> The task
Gather every line of the records below that contains the word "backpack", and copy each one.

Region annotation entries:
════════
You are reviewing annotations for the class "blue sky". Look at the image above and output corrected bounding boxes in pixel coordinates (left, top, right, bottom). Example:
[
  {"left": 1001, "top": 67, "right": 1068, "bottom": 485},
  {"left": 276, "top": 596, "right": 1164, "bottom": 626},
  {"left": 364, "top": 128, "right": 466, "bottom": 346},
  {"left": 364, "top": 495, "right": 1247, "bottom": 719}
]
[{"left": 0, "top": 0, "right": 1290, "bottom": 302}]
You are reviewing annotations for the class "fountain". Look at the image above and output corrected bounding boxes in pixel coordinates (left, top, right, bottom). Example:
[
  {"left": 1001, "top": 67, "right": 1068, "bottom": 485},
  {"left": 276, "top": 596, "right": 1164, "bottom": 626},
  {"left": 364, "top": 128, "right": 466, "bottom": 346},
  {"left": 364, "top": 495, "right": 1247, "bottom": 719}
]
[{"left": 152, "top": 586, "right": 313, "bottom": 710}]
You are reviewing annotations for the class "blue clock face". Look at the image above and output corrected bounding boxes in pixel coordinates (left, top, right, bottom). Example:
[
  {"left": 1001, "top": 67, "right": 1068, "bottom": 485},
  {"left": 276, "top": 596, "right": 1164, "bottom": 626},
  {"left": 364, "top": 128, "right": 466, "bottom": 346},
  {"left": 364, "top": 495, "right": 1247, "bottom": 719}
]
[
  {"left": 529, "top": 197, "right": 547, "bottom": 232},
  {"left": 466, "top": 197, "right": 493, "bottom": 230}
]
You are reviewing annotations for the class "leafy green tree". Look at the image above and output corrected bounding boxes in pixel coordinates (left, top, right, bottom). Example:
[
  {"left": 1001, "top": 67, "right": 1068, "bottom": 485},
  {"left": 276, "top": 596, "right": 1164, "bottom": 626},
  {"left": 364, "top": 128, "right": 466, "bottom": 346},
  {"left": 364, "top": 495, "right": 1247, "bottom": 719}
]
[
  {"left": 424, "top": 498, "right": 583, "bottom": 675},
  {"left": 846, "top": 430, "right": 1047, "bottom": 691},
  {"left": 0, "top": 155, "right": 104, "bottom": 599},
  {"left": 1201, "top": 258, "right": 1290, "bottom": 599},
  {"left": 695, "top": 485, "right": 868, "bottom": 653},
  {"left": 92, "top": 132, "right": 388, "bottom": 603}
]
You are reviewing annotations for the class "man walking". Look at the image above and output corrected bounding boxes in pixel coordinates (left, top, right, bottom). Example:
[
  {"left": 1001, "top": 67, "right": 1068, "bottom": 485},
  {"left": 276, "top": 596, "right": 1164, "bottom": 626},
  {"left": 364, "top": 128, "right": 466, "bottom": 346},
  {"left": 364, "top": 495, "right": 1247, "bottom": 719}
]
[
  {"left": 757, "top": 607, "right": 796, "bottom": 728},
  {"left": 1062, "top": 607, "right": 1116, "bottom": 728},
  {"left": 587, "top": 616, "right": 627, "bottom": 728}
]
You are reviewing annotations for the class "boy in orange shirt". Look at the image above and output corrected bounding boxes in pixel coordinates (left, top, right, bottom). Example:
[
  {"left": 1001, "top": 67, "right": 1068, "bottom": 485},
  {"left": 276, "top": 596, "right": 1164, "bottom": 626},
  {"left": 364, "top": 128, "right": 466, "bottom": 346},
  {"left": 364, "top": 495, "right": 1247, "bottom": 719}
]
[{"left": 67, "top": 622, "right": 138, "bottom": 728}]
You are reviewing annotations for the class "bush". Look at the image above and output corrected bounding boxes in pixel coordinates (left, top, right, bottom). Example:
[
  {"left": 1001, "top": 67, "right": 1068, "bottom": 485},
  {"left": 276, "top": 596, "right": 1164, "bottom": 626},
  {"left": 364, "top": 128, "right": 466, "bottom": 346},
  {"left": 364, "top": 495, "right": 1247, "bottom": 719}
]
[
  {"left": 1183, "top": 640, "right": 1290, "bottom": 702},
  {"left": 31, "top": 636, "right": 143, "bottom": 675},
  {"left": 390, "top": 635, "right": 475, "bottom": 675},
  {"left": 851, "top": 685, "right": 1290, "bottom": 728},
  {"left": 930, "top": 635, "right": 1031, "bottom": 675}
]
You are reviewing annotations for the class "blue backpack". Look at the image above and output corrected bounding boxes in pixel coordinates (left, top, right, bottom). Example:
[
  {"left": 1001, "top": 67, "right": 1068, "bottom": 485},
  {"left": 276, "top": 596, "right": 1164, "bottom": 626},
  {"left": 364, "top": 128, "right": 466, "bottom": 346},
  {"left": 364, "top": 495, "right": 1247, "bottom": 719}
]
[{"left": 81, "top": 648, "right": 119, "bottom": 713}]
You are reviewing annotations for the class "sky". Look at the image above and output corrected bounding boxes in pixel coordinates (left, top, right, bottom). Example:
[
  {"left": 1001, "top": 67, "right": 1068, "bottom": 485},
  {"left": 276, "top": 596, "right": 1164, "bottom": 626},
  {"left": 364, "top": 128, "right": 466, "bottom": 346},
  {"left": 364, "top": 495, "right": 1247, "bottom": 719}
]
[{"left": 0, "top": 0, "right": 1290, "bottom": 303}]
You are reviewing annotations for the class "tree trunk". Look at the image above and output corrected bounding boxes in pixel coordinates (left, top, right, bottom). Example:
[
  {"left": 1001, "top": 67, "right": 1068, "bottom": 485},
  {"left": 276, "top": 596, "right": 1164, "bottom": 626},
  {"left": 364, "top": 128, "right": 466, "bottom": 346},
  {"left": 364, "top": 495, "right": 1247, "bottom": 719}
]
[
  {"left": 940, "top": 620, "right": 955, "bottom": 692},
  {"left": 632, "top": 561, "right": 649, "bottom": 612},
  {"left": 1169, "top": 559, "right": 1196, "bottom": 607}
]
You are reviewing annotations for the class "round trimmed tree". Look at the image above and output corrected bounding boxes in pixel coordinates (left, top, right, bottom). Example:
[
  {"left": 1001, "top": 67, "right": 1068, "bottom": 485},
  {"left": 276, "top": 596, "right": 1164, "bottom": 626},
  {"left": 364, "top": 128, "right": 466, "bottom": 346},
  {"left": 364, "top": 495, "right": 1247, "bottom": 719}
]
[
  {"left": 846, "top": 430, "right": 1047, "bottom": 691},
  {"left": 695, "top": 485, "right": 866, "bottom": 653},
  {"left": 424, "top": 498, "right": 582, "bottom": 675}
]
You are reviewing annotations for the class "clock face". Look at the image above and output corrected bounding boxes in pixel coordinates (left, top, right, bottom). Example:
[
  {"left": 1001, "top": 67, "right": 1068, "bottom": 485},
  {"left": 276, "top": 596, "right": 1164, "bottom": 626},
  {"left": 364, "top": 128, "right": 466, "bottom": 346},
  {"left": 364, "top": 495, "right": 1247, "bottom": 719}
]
════════
> Solved exercise
You are reviewing annotations for the class "blue backpack". Look at the image above and output corrected bounding boxes in pixel coordinates (left, top, right, bottom). Example:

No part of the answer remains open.